The Place: The infamously innovative “bar experience” brainchild of Grant Achatz, Chicago’s molecular gastronomy wizard.

The Time: Sunday September 29, 4:45pm. Yeah, it’s Rosh Hashanah. And I am in fact going to temple with my mother. BUT my boyfriend and I spent the day at the Whitney and after I made my way to the Upper West Side, I realized I had an hour before the Shofar blast. As someone who loves cocktails, I’ve been wanting to go to The Aviary since the New York outpost opened two years ago, and I can’t think of a better way to ring in the new year than with an elaborate cocktail.

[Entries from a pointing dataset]
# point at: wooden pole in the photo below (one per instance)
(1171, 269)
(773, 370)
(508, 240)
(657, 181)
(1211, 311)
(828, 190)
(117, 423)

■ WHAT TO DO ■
Write what comes next in the account of the visit to The Aviary, picking up after its last sentence. The records have nothing to do with what is asked here.

■ RESPONSE TO THIS TASK ■
Green Maria at The Aviary

Green Maria at The Aviary

The Vibe: The elevator opens on the 35th floor and suddenly I’m in the lobby of a hotel that I cannot afford to stay at. I head to the hostess stand and tell her it’s just me for a drink at the bar. She tells me that there is no bar to sit at and instead leads me to a table. It feels like a modern yet old-school yet futuristic version of a place the Mad Men guys would get drinks post-work. It’s super swanky, with gold-laced accents; everyone and everything drips wealth. But the views are truly stunning and I absolutely get the appeal. There aren’t too many people here; a double date at a window seat, a couple scrolling on their phones instead of speaking actual words, rich tourists taking photos of the cityscape. I’m a little bummed that I can’t sit at the bar -- it’s behind glass and looks more like chefs cooking in an open kitchen in a fancy restaurant than bartenders mixing drinks at a bar. Perhaps that’s the point, to transform cocktails into culinary creations. Still. I’m reading Liquid Intelligence right now and I would nerd out so fucking hard if I could see some of the gadgets and machinery involved in making everything.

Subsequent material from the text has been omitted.